## GOAL
Copy out the rows below from the line containing "Quick question about the image above: does any cornice" through the line containing "187 144 238 181", both included, reproducing each character as it appears.

## ITEMS

════════

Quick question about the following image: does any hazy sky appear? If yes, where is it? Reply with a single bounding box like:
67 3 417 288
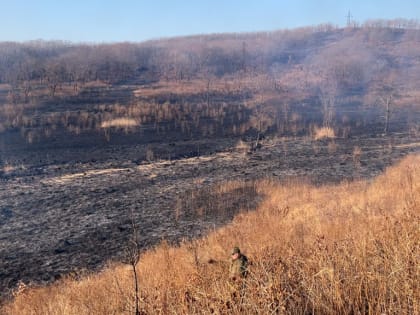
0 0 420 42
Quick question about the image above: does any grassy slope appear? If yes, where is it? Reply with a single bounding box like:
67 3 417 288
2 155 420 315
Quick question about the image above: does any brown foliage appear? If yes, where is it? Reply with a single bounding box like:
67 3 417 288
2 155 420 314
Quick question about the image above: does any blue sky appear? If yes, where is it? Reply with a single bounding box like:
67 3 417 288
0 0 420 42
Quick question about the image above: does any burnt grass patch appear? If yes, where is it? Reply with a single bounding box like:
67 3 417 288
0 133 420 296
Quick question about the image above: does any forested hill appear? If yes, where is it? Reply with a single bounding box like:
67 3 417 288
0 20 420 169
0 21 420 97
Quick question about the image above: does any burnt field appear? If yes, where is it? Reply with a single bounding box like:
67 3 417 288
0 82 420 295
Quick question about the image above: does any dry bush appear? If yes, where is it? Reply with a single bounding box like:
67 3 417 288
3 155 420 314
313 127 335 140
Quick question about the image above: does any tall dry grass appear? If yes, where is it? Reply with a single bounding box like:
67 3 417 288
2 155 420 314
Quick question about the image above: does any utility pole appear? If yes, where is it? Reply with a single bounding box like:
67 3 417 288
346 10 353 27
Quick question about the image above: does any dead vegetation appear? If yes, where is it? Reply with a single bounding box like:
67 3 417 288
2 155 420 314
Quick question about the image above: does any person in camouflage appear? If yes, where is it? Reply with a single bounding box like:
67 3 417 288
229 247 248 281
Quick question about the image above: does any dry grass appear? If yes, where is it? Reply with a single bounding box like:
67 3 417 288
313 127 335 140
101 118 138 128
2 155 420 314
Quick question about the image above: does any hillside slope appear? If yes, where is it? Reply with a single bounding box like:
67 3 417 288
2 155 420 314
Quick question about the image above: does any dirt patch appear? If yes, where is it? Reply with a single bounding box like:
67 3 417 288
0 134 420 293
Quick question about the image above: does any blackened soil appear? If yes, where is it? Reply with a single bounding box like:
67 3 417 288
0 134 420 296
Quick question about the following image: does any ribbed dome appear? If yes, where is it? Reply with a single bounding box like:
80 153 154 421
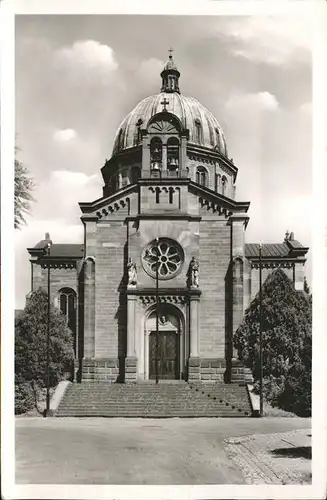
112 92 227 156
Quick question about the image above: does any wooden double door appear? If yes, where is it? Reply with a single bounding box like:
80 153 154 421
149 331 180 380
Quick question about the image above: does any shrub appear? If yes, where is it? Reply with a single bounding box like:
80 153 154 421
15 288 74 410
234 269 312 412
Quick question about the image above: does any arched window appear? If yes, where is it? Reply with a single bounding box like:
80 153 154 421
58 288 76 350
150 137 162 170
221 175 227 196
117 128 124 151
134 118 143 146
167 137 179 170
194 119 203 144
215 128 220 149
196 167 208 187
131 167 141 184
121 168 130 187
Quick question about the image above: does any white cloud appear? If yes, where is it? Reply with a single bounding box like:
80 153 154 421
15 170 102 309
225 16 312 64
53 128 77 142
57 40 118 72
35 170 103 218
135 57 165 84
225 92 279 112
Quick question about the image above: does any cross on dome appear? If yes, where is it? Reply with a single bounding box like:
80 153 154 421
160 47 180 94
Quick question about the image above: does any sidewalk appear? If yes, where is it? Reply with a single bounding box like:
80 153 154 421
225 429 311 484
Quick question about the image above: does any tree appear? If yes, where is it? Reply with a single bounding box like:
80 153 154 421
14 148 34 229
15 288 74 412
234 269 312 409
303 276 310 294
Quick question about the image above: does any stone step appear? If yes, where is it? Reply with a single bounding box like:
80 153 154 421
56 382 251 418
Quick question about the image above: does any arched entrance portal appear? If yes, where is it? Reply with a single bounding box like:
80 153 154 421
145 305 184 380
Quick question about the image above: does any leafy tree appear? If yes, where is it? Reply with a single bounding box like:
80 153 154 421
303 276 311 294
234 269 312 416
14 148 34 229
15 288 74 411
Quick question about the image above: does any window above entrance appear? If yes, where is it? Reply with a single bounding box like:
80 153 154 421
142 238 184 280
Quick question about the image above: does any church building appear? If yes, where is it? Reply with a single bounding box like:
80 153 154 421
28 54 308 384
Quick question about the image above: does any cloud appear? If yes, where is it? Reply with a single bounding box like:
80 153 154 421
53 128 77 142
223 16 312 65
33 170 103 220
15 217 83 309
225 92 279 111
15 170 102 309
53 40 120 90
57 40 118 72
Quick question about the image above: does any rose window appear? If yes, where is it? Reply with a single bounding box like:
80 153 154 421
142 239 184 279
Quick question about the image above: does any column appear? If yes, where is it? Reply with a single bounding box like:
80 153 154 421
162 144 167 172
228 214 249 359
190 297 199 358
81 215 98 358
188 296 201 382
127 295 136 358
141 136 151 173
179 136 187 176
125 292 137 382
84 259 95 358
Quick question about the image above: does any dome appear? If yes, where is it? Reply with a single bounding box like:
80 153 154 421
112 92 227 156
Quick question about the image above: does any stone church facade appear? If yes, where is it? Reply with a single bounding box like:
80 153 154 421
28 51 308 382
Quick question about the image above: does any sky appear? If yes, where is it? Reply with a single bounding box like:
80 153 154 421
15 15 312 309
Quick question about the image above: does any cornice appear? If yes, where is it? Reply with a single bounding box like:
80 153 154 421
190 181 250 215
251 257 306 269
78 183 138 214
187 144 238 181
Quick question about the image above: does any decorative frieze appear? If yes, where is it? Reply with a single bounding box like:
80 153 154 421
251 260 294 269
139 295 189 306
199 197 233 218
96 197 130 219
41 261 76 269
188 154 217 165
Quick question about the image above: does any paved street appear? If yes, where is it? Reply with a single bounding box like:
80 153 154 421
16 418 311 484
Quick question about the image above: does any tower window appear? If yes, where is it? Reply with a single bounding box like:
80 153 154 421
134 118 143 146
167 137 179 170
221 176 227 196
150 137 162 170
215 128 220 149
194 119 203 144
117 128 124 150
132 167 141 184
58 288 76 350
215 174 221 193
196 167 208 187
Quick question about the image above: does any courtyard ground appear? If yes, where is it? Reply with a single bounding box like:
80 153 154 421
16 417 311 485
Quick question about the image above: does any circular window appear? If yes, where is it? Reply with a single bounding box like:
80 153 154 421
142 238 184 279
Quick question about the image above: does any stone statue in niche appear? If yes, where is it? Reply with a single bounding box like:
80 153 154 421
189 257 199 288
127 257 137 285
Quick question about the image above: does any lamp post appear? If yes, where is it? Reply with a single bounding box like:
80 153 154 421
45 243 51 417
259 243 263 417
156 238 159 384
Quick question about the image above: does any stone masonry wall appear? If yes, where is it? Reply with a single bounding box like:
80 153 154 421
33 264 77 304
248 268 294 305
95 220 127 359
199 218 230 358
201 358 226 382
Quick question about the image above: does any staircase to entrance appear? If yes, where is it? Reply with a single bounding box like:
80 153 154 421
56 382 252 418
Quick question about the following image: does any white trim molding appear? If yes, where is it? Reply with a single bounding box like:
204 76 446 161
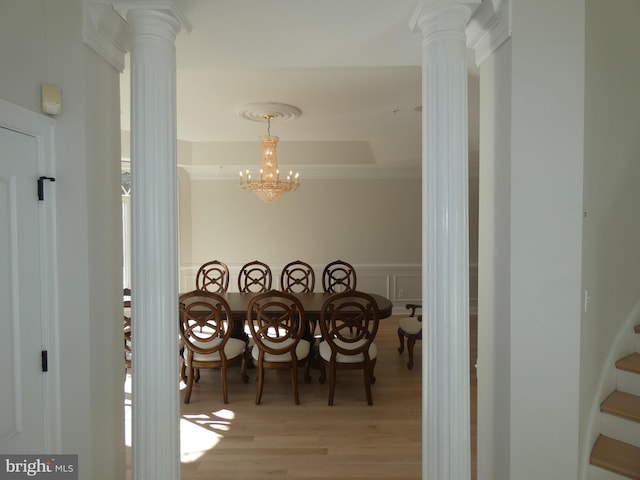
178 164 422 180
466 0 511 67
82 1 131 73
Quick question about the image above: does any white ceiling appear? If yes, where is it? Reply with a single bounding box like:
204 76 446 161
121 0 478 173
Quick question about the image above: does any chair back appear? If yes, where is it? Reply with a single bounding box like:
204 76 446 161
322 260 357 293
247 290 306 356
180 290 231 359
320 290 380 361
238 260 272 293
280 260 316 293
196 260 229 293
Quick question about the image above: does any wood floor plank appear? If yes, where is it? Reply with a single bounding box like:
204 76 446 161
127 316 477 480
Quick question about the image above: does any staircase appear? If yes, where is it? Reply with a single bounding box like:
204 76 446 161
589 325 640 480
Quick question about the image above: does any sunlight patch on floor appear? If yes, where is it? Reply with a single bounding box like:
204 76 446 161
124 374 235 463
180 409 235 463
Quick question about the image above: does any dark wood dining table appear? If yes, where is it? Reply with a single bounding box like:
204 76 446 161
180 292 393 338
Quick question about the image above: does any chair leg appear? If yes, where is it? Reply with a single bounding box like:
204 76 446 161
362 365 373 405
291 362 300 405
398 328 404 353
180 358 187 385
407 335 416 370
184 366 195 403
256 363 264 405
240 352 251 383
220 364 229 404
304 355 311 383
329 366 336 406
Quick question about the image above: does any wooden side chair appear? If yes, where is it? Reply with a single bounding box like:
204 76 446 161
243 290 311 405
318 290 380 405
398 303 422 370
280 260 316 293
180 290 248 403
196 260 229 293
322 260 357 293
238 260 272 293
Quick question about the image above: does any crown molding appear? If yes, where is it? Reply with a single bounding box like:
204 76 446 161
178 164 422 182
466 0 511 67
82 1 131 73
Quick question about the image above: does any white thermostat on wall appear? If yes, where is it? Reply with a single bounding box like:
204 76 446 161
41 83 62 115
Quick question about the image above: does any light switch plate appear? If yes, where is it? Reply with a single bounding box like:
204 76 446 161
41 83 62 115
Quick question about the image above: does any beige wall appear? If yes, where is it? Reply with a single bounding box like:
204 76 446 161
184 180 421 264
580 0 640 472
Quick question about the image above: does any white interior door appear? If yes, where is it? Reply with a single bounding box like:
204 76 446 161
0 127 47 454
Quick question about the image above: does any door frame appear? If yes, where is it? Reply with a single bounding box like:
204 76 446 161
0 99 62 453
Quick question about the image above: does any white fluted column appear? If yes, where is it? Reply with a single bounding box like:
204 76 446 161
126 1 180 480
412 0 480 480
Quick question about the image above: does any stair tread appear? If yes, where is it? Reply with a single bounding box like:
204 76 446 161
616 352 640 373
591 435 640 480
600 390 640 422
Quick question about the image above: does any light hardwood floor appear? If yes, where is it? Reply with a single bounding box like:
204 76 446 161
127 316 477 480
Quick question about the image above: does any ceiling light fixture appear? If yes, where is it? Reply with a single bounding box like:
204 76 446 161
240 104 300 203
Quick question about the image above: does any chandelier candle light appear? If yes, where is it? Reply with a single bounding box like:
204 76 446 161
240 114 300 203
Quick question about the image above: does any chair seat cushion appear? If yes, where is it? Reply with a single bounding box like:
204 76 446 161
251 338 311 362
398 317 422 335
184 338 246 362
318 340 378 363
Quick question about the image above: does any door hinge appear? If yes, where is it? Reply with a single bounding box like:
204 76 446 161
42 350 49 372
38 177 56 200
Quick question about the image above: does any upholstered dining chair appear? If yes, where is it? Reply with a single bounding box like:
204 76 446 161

════════

## RESPONSE BELOW
Quick question about the image above: does any cornice appear? If yes, where is it? Reply with a single bounding box like:
80 153 154 421
190 181 250 215
251 257 306 269
78 183 138 214
187 144 238 181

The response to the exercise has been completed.